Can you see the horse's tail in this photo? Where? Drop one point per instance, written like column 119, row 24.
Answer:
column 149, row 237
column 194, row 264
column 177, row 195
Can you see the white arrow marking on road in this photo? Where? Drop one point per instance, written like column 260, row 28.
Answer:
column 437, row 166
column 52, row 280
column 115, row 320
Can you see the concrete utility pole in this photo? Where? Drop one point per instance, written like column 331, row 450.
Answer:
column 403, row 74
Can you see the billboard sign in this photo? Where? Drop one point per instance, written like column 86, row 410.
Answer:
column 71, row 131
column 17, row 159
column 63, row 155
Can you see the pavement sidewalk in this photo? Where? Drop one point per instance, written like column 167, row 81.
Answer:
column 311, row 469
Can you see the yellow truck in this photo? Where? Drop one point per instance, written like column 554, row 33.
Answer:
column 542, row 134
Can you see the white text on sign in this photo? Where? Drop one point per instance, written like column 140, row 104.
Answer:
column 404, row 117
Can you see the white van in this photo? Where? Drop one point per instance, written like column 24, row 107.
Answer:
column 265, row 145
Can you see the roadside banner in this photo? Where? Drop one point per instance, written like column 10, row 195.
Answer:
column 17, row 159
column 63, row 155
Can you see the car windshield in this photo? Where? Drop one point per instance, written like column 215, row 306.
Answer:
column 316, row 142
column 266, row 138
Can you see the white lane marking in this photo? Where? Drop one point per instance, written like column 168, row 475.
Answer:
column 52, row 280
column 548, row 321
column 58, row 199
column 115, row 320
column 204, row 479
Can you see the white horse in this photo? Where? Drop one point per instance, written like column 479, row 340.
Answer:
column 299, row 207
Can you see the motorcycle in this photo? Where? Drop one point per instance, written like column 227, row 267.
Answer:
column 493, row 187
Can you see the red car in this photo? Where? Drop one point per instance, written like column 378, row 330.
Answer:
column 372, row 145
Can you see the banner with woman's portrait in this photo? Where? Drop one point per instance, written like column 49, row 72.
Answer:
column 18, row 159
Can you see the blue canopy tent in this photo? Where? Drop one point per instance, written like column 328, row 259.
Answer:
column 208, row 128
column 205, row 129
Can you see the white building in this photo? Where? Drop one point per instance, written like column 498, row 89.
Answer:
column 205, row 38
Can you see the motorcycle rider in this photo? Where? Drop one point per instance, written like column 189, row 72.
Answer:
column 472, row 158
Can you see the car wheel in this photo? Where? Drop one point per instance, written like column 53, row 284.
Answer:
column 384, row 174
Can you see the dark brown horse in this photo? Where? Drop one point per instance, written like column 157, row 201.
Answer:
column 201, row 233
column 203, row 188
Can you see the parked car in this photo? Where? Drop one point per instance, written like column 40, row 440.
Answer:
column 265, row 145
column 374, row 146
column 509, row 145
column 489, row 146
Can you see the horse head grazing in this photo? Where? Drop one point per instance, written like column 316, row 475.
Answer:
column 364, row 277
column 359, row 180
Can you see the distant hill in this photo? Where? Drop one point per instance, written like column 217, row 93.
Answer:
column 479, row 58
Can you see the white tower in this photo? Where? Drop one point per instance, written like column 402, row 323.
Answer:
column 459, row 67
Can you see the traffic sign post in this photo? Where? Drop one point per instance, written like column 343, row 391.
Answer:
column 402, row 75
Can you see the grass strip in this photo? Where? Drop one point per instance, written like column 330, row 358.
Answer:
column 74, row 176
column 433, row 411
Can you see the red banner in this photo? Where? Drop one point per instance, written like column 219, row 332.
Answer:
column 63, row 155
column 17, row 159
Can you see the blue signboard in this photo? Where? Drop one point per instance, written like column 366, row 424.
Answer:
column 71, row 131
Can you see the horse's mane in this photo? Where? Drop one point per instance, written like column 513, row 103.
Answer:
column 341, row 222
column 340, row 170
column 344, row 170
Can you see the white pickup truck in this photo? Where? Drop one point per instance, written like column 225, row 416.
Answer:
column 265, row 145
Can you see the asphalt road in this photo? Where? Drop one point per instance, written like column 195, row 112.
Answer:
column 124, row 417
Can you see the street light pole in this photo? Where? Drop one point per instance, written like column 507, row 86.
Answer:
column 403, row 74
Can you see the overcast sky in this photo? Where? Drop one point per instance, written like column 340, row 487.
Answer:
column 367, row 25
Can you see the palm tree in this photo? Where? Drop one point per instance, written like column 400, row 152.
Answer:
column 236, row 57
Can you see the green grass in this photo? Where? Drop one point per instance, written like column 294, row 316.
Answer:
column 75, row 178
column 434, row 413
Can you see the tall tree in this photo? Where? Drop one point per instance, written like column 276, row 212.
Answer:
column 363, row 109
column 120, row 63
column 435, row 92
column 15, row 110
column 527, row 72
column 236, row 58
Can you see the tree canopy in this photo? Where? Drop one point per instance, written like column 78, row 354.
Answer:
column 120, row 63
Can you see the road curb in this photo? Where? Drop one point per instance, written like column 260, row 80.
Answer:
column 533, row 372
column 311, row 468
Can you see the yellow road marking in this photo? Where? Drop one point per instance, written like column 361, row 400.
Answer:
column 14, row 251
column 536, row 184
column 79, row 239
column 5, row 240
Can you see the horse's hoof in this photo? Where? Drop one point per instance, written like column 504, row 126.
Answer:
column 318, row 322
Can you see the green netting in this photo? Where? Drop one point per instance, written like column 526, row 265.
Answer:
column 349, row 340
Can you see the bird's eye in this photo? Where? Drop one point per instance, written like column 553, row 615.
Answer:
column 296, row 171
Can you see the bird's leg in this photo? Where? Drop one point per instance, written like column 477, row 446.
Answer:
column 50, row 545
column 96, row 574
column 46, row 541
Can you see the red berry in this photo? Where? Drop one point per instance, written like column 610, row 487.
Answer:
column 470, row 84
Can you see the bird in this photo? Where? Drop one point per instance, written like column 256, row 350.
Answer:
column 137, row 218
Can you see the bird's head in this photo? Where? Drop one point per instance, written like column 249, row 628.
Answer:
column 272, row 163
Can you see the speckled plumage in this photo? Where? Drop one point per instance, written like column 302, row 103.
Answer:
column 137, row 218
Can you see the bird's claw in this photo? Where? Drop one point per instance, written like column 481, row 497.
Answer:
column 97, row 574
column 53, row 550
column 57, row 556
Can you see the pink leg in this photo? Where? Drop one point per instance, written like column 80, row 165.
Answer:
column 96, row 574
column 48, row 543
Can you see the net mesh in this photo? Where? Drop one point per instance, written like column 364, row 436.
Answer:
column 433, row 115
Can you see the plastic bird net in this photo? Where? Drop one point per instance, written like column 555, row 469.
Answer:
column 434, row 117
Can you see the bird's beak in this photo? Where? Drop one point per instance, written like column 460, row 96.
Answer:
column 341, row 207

DESCRIPTION OF THE TASK:
Give back all of the records above, line for line, with no changes.

EXERCISE SOLUTION:
Can you see the horse's tail in this photo? Where? Drop one point per instance, written like column 119, row 24.
Answer:
column 149, row 237
column 194, row 264
column 177, row 195
Can you see the white arrow marking on road in this photo? Where? Drop one point per instance, written like column 260, row 28.
Answer:
column 437, row 166
column 52, row 280
column 115, row 320
Can you see the concrete utility pole in this photo? Where? Drop one point per instance, written like column 331, row 450.
Answer:
column 403, row 74
Can you see the billboard sign in this photo? Where? Drop one point per instance, written like column 86, row 410.
Answer:
column 71, row 131
column 17, row 159
column 63, row 155
Can you see the pavement sidewalk in this photo? Where? Drop one point per instance, written like column 167, row 81.
Answer:
column 311, row 469
Can you see the yellow truck in this photo? Where? Drop one point per instance, written like column 554, row 33.
Answer:
column 542, row 134
Can you see the white text on sign in this photo? Where? Drop one point per instance, written like column 140, row 104.
Answer:
column 404, row 117
Can you see the white van in this photo? Where? Drop one point per instance, written like column 24, row 107.
Answer:
column 265, row 145
Can you see the roadside banner in this photo? Where? Drop one point per instance, written like column 10, row 195.
Answer:
column 17, row 159
column 63, row 155
Can you see the car windshield in this photo? Where? Drop one point per instance, written like column 215, row 306.
Answer:
column 316, row 142
column 266, row 138
Can you see the white lane marking in this photo? Where? Drop one point per instance, written like column 168, row 475.
Answer:
column 52, row 280
column 548, row 321
column 58, row 199
column 115, row 320
column 204, row 479
Can you see the white horse in this photo? Where? Drop one point per instance, written like column 479, row 340.
Answer:
column 299, row 207
Can you see the motorcycle in this photo? Where? Drop one point per instance, written like column 227, row 267.
Answer:
column 493, row 187
Can you see the red car in this photo? Where? Drop one point per instance, written like column 378, row 330.
Answer:
column 372, row 145
Can you see the banner with woman's portrait in this photo? Where? Drop one point per instance, written like column 49, row 72.
Answer:
column 18, row 159
Can you see the blue canopy tent in this photo? Where? Drop one point per instance, written like column 328, row 259.
Answer:
column 208, row 128
column 205, row 129
Can you see the white building in this photo? Where? Drop one point per instance, written like column 498, row 89.
Answer:
column 205, row 38
Can you see the motorcycle rider in this photo? Where? Drop one point per instance, written like column 189, row 72.
Answer:
column 472, row 158
Can you see the car wheel in this photo? Where? Drop one point per instance, written like column 53, row 284.
Answer:
column 384, row 174
Can you see the dark brown horse in this photo? Where? Drop one point per instance, written like column 157, row 201.
Answer:
column 201, row 233
column 203, row 188
Can you see the parked car in this photo? Where? Drop one point per instance, written like column 40, row 440.
Answer:
column 265, row 145
column 374, row 146
column 509, row 145
column 489, row 146
Can you see the horse head grazing in this photo? Where? Drop one point per instance, written like column 316, row 475.
Answer:
column 364, row 277
column 359, row 180
Can you see the distant hill in this photo? Where? Drop one point per instance, written like column 217, row 93.
Answer:
column 479, row 58
Can you see the white tower in this photo? Where? Drop one point per instance, written like column 402, row 323.
Answer:
column 459, row 67
Can you see the traffic sign post in this photo? Where? Drop one point per instance, written like column 343, row 391.
Answer:
column 402, row 75
Can you see the grass strip in this photo? Where? Drop one point per instance, written like column 330, row 358.
Answer:
column 74, row 176
column 433, row 411
Can you see the red banner in this photo? Where? Drop one point per instance, written like column 219, row 332.
Answer:
column 63, row 155
column 17, row 159
Can you see the blue signboard in this photo? Where? Drop one point per instance, written like column 366, row 424.
Answer:
column 71, row 131
Can you see the horse's mane in this photo? Where? Drop one point per instance, written like column 513, row 103.
Answer:
column 341, row 222
column 340, row 170
column 344, row 170
Can you see the white pickup truck in this photo? Where? Drop one point per instance, written like column 225, row 416.
Answer:
column 265, row 145
Can you see the asphalt road in this photo? Where? Drop one point per instance, written like column 195, row 112.
Answer:
column 124, row 417
Can you see the street light pole in this photo? Where? Drop one point per instance, written like column 507, row 86.
Answer:
column 403, row 74
Can you see the overcast sky in this photo? Where? Drop one point per instance, written like column 340, row 487.
Answer:
column 367, row 25
Can you see the palm tree in this photo? Where? Drop one point per instance, written like column 400, row 152.
Answer:
column 236, row 57
Can you see the green grass in this photo? Where? Drop one point per instance, written like column 294, row 316.
Answer:
column 75, row 178
column 434, row 413
Can you see the tall tree in this photo? Where? Drop one point per instance, written like column 276, row 212.
Answer:
column 363, row 109
column 120, row 63
column 435, row 92
column 15, row 110
column 527, row 72
column 236, row 58
Can you see the tree canopy in this photo? Where? Drop one point per instance, written like column 78, row 354.
Answer:
column 120, row 63
Can you see the road curb in this photo? Where? Drop one point per instance, written like column 260, row 80.
Answer:
column 533, row 372
column 311, row 468
Can you see the yellow road marking in this photo? Where? Drop one point per instance, written like column 361, row 400.
Answer:
column 14, row 251
column 536, row 184
column 79, row 239
column 5, row 240
Can you see the horse's hoof in this photo? Where? Drop one point per instance, written like column 504, row 126.
Answer:
column 318, row 322
Can you see the green netting in this photo? Where? Drop one point per instance, written like column 526, row 265.
Answer:
column 349, row 340
Can you see the bird's eye in this photo? Where? Drop one point per instance, written like column 553, row 615.
Answer:
column 296, row 171
Can you see the bird's leg in this photo? Where? Drop one point per instance, written like column 477, row 446.
Answer:
column 50, row 545
column 96, row 574
column 46, row 541
Can you see the red berry in this photo? Where? Drop one point per instance, written like column 610, row 487.
Answer:
column 470, row 84
Can you see the bird in this photo? Where? Drop one point per instance, written like column 256, row 350.
Answer:
column 137, row 218
Can you see the bird's head in this photo? Where? Drop one point per instance, written like column 249, row 628.
Answer:
column 272, row 163
Can you see the speckled plumage in this photo? Where? Drop one point per instance, written like column 302, row 103.
Answer:
column 137, row 218
Can you see the bird's claw in this photo? Where? Drop one point per instance, written like column 481, row 497.
Answer:
column 97, row 574
column 53, row 550
column 57, row 556
Can you see the pink leg in this photo? Where? Drop one point per instance, written like column 80, row 165.
Answer:
column 96, row 574
column 48, row 543
Can you see the net mesh in this photo? Where? Drop one point per instance, written like column 364, row 436.
Answer:
column 433, row 115
Can you see the plastic bird net in this photo? Where? Drop one point per instance, written like column 555, row 469.
Answer:
column 434, row 117
Can you see the bird's beak in this photo? Where? Drop one point per instance, written like column 460, row 96.
Answer:
column 341, row 207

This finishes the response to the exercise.